_Quoted passage_
<<<<

# Parking gate



## Shanerr (Jun 5, 2009)

Our van was recently defaced with spray paint late at night.    It's parked on a concrete pad behind our house.  

After we get it fixed, we'd like to dissuade any wanna-be artists from practicing their skills on our vehicles again.  The natural thing to do is build a gate back there.

We'd like to build a sliding gate that would allow access for two vehicles, one out one side, one at the other.  I'm a tradesman so have no trouble doing the work myself but I'm looking for ideas.  The gate would have to be across concrete except at the ends.  

I'm thinking of getting some 2x10s and using narrower pieces to build a track on it.  The gate would be on wheels travelling in the track.  I could use a Hilti to secure the wood to the concrete.  A 4x4 nailed in the middle would serve as a support for a track at the top.

We don't have a big budget, nor do we have an estate house that would warrant most of the gates I've found on the net.  The parking pad is in the alley so we're most concerned about function.  If anyone has any suggestions, I'd like to hear from you.  Thanks.  Shane


----------



## imported_dakuda (Jun 6, 2009)

I know that Farm and Fleet around here sells some relatively inexpensive gates.  Farm and Fleet is kind of like Tractor Supply, I think.  I am not sure if you have any stores like that around your area.


----------



## Waterwelldude (Jun 6, 2009)

If room is a problem, the gate could be made to pivot on the bottom corner.
You can use a few of those shocks that are on the rear lift gate of a suv or small car trunk. 
Instead of a rolling or sliding gate, if it lifted from one side or the other, it would save room, and make it look kinda neat.
It wouldn't cost that much.

Travis


----------

>>>>

_Set task_
Transcribe the parking gate thread word for word, from "## imported_dakuda (Jun" to "look kinda neat.". The listing has nothing to do with the parking gate thread.

Pointing entries for named objects:
<<<<

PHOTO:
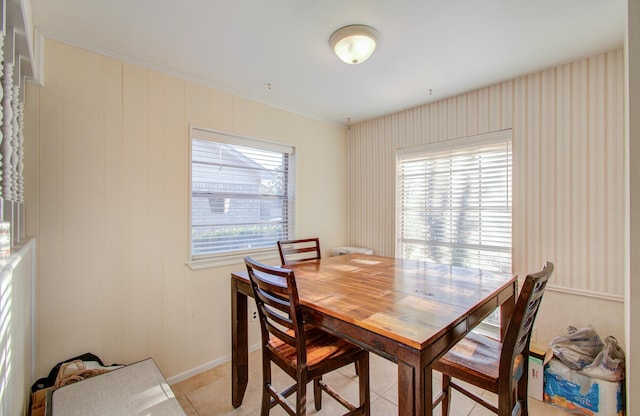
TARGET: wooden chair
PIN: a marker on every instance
(295, 251)
(499, 367)
(303, 351)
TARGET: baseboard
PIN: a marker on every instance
(204, 367)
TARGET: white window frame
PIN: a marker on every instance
(234, 257)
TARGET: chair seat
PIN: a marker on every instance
(476, 359)
(321, 347)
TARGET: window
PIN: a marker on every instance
(241, 195)
(454, 202)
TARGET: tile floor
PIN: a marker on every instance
(209, 393)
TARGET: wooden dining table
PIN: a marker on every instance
(408, 311)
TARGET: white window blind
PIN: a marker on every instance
(241, 195)
(454, 202)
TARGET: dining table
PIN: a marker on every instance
(408, 311)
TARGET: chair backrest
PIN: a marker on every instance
(518, 334)
(279, 311)
(295, 251)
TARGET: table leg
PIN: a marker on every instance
(506, 310)
(239, 347)
(415, 390)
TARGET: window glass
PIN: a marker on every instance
(240, 194)
(454, 202)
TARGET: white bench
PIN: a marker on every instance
(136, 389)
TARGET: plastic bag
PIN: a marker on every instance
(608, 364)
(578, 347)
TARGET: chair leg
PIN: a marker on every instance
(446, 391)
(522, 395)
(266, 383)
(301, 398)
(317, 393)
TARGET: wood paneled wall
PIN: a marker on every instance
(568, 167)
(108, 201)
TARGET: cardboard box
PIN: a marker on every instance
(580, 394)
(538, 358)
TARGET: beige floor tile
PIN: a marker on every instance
(209, 393)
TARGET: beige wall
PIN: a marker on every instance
(108, 203)
(632, 286)
(568, 173)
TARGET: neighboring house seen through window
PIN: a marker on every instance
(454, 203)
(241, 194)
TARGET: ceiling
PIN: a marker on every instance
(277, 52)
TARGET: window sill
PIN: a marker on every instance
(234, 258)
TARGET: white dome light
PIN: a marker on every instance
(354, 44)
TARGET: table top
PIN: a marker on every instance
(409, 301)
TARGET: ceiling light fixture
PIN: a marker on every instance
(354, 44)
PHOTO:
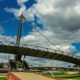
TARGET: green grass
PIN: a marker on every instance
(2, 75)
(64, 76)
(2, 78)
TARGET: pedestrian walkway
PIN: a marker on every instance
(29, 76)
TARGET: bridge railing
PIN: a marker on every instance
(40, 48)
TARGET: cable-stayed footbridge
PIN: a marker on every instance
(20, 49)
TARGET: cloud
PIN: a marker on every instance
(60, 20)
(20, 2)
(1, 30)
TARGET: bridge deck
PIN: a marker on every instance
(30, 76)
(40, 52)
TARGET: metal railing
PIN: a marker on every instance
(40, 48)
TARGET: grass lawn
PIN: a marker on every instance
(2, 78)
(65, 76)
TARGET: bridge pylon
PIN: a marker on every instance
(17, 57)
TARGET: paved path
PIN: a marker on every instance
(2, 76)
(31, 76)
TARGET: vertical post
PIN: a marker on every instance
(18, 57)
(19, 31)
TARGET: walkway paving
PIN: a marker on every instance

>>>>

_Solution to the problem_
## imported_dakuda (Jun 6, 2009)

I know that Farm and Fleet around here sells some relatively inexpensive gates.  Farm and Fleet is kind of like Tractor Supply, I think.  I am not sure if you have any stores like that around your area.


----------



## Waterwelldude (Jun 6, 2009)

If room is a problem, the gate could be made to pivot on the bottom corner.
You can use a few of those shocks that are on the rear lift gate of a suv or small car trunk. 
Instead of a rolling or sliding gate, if it lifted from one side or the other, it would save room, and make it look kinda neat.